Как из летописи (чтение Евангелия Владимиром), так и из житий Владимира можно догадываться, что идеалами христианского совершенства в то время были христоподобие, уподобление Христу, и апостолоподобие – уподобление апостолам, причем огромное значение придавалось (как у Златоуста и у западных славян) милостыне, нищелюбию и истинному учению.

Это были добродетели, которые особенно подчеркиваются и в летописи, и в житиях, и в былинах. Пиры, которые устраивал Великий Князь для нищих, вдов и сирот, отмечаются не только «Повестью временных лет» и монахом Иаковом, но составляют неизменный спутник былин владимирова цикла. Большинство их начинается рассказом о пиршествах Владимира. Эти рассказы напоминают торжества, происходившие при князе Вячеславе в Чехии.

По словам Титмара Мерзебургского300, Владимир выкупал пленных и кормил их. Но, занимаясь благотворительностью, Владимир не гнушался богатства: его постройки зданий и городов показывают, что он дорожил культурою.

Если в сказаниях о Владимире встречается изредка аскетическая окраска, то это – признак позднейших наслоений. В древнейших версиях Владимир – представитель духовного прогресса. Христианство, принятое им, есть книжная вера, которая просвещает землю, разгоняя мрак бесовского кумирослужения и насевая истину в прежнем царстве неведения и лжи. Владимир является и апостолом русской земли, и ее меценатом. Одновременно с принятием христианства он привлекает к книжному учению нарочитую чадь. Он строит Десятинную церковь и покровительствует белому духовенству, которое является в должности учителей. Когда, по былине, Владимир узнал, что Алеша по происхождению попович, он посадил его на почетное место.

Придворная жизнь Владимира, по былевому эпосу, была полна веселия и богатырского удальства. Неудивительно, что былины так полны светлыми воспоминаниями о Владимире Красном Солнышке, в которых совсем отсутствуют идеалы монашеского самоистязания. Этот религиозный оптимизм был прямым последствием взгляда на спасение: оно получалось чрез крещение (и покаяние) и милостыню. Крещение (и покаяние) в «Слове о законе и благодати» и в «Повести временных лет» под 1015 годом являются с чертами, близкими к адоптионизму, т.е. божественному усыновлению человека чрез крещение его.

Само собою понятно, что если самый акт крещения в связи с покаянием обеспечивал спасение, то принятие христианства должно было являться началом торжества, радости и веселия. И достаточно прочесть «Слово о законе и благодати» и отрывок летописи под 1015 годом, чтобы убедиться, насколько новая вера во время Владимира была далека от отчаяния. Это были самые восторженные песни начавшегося духовного возрождения.

Русская земля освободилась от бесов или идолов, «мрак идольский начал отходить от нас, – говорит Иларион, – явилась заря благоверия, тьма бесовского служения погибла, и солнце евангельское осияло нашу землю, капища разрушаются, а церкви сооружаются, идолы сокрушаются, а иконы святых явились. Бесы разбежались, а крест освятил селения. Апостольская труба и евангельский гром огласили все города. Фимиам, возносимый Богу, освятил воздух.., мужи и жены, малые и великие, все люди, наполнив святые церкви, возносят славу, восклицая: “...Христос победи, Христос одоле, Христос воцарися, Христос прославися. Велий еси Господи и чудны дела Твои, Боже наш, слава Тебе”»301.

----

Условие задания:
Пожалуйста, ответьте по фрагменту о Владимире: что, по словам Титмара Мерзебургского, Владимир делал с пленными? Позиции ниже — отдельный материал, не связанный с фрагментом о Владимире.

----

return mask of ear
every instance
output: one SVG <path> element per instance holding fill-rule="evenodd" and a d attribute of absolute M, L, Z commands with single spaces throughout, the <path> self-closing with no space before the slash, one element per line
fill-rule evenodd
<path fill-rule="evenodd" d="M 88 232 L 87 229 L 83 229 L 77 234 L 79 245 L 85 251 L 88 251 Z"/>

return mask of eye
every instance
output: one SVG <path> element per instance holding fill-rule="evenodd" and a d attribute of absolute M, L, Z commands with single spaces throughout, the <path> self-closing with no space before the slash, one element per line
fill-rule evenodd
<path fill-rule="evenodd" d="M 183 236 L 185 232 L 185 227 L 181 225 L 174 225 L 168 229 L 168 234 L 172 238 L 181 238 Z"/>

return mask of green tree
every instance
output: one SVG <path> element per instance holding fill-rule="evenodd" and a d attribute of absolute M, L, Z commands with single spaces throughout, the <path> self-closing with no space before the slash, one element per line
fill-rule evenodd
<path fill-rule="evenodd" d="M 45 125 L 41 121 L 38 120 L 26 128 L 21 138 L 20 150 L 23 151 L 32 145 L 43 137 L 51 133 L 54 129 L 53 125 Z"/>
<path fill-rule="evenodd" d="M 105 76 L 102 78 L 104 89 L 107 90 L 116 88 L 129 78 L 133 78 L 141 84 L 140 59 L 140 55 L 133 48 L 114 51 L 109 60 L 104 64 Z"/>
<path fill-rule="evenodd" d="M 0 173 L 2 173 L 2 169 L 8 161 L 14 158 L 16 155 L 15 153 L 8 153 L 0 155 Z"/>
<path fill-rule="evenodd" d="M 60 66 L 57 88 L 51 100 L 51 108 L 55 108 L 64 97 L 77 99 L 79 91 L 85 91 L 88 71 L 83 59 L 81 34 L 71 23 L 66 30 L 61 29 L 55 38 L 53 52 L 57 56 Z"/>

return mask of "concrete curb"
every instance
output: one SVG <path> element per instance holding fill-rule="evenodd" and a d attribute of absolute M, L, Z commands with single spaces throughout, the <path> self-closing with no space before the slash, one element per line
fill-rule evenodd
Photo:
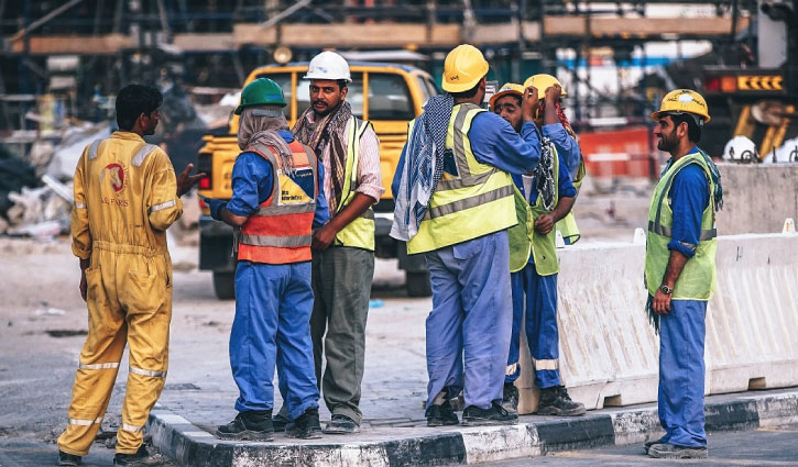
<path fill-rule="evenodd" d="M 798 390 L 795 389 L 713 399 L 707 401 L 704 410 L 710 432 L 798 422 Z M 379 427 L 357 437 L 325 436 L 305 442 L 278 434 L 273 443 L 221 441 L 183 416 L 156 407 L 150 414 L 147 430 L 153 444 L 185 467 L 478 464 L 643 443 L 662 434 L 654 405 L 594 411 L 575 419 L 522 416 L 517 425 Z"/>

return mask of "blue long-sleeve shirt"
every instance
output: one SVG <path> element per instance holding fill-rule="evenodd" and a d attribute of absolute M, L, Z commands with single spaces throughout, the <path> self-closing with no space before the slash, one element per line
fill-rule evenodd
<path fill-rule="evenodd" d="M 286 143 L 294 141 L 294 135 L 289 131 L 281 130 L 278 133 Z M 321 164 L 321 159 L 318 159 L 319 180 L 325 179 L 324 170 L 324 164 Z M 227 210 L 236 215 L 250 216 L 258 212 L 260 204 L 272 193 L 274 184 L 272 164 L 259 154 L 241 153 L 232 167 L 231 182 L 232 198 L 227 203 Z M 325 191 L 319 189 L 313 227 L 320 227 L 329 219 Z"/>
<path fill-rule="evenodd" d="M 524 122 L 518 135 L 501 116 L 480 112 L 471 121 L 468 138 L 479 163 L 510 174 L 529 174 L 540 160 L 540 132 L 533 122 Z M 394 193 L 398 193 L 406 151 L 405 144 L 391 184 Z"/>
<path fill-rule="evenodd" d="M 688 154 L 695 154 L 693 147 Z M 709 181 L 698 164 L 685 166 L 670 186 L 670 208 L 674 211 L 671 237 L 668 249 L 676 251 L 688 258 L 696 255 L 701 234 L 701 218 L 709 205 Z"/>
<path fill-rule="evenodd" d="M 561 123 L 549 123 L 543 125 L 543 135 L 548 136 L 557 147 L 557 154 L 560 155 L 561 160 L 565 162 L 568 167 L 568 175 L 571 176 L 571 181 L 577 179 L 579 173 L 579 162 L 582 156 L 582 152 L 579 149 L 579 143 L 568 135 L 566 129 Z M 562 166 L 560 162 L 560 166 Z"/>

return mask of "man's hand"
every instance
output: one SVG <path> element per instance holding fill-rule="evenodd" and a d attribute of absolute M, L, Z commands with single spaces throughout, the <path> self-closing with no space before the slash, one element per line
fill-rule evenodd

----

Ответ:
Выкупал пленных и кормил их.